__Petunjuk dan Ketentuan__. Sebutkan kata yang disarankan Pak Dahlan dalam teks tentang optimisme untuk diucapkan saat tersenyum sebagai pengganti 'cheese'.

__Kutipan Teks__.
--------------------
Optimisme (2)

November 04, 2016

Baca Juga

"Kita dapat menjadi orang yang merasa tidak beruntung karena lahir di tengah2 keluarga miskin, bermimpi ketiban rezeki semacam "durian runtuh" agar bisa membeli benda2 idaman, atau membayangkan hal2 lain yang menggiurkan seperti nasib baik anak2 orang kaya. Tapi, kita juga dapat memilih menjalani hidup dengan wajar dan penuh keriangan, berusaha membantu orang tua sedapat mungkin, meraih segala yang didamba dengan keringat sendiri, dan tetap antusias memandang masa depan." --Sepatu Dahlan, Khrisna Pabichara

Kita harusnya selalu percaya bahwa ada hal-hal baik yang terus berputar di sekeliling kita. Tak terkecuali bagi orang-orang yang memang senantiasa menabur benih kebaikan setiap hari. Sekadar mengembangkan pangkal bibir pun sudah termasuk cara yang paling tulus untuk menebar kebaikan.

Berbicara soal senyum, saya banyak belajar dari bapak tua bernama Dahlan Iskan. Teramat jarang saya menemukan wajah kecut lelaki berusia 65 tahun itu. Lihat saja, kasus yang menjeratnya kini justru jadi bahan senyuman (dan perenungan) buatnya. Jauh hari, barangkali mantan menteri itu telah menduga kebaikan-kebaikan yang selalu ditebarnya bakal mengundang buah simalakama. Akh, saya sendiri tak pernah tahu bagaimana model buah yang selalu jadi metafora hal-hal sial itu.

"Kalau mau tersenyum, jangan bilang 'cheese'. Itu budaya barat. Coba saja bilang 'tempe', kita juga akan tersenyum lebar pas bilang kata itu," salah satu saran Pak Dahlan yang membekas di dalam ingatan saya.

(Foto: Idham Ama - FAJAR)
--------------------
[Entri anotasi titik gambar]
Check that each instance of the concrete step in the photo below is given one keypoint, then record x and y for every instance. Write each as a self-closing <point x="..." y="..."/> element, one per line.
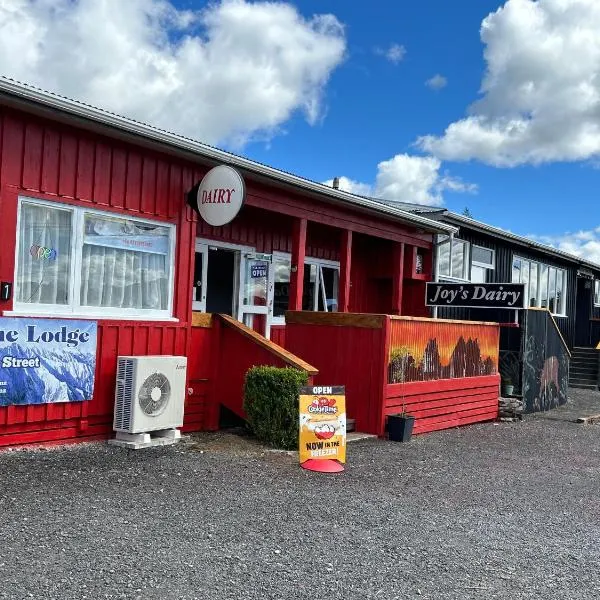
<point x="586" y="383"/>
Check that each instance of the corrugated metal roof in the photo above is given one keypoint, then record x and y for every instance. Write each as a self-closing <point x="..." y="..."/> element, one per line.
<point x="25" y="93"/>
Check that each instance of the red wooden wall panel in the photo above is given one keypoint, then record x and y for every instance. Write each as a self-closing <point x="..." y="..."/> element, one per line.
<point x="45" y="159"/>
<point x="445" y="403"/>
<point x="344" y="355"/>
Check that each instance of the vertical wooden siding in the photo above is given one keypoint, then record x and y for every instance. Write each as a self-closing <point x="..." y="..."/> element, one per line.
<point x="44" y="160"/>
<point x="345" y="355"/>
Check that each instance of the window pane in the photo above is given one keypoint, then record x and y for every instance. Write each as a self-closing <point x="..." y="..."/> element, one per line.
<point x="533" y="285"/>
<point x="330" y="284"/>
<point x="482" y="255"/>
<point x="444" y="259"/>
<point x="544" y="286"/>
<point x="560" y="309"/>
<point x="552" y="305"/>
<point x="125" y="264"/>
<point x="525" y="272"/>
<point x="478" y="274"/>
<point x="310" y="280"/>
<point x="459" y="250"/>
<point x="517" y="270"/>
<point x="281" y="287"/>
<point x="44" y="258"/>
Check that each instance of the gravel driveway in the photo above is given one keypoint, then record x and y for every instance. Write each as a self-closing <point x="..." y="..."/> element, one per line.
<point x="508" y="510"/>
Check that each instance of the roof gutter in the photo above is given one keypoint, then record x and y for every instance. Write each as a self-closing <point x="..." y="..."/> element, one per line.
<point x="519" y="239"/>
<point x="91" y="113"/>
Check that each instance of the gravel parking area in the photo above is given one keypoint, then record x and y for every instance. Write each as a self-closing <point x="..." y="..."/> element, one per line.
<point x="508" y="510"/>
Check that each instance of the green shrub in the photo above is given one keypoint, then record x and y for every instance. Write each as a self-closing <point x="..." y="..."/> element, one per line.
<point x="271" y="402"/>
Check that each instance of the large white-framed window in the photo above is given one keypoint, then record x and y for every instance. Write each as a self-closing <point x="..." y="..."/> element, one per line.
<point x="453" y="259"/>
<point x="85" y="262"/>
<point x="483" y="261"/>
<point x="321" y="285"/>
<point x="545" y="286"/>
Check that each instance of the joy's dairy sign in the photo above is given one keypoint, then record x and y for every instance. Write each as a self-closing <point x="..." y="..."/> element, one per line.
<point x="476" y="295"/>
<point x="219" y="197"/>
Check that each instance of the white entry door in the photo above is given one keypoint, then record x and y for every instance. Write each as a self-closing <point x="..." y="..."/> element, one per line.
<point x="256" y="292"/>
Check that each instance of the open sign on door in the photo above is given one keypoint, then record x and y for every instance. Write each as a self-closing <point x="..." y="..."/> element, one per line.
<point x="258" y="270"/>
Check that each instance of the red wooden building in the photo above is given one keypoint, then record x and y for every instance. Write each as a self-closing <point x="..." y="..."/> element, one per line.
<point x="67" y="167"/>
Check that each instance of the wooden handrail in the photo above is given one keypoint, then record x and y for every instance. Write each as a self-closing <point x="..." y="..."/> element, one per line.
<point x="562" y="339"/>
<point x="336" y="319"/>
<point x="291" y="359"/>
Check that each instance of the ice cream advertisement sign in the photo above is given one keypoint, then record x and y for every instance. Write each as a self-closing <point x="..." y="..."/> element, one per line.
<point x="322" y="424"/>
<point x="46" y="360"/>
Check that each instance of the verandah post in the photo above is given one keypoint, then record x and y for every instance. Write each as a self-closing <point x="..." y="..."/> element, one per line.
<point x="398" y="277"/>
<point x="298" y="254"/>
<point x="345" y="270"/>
--------------------
__Jawaban Latihan__. Pak Dahlan menyarankan kata 'tempe'.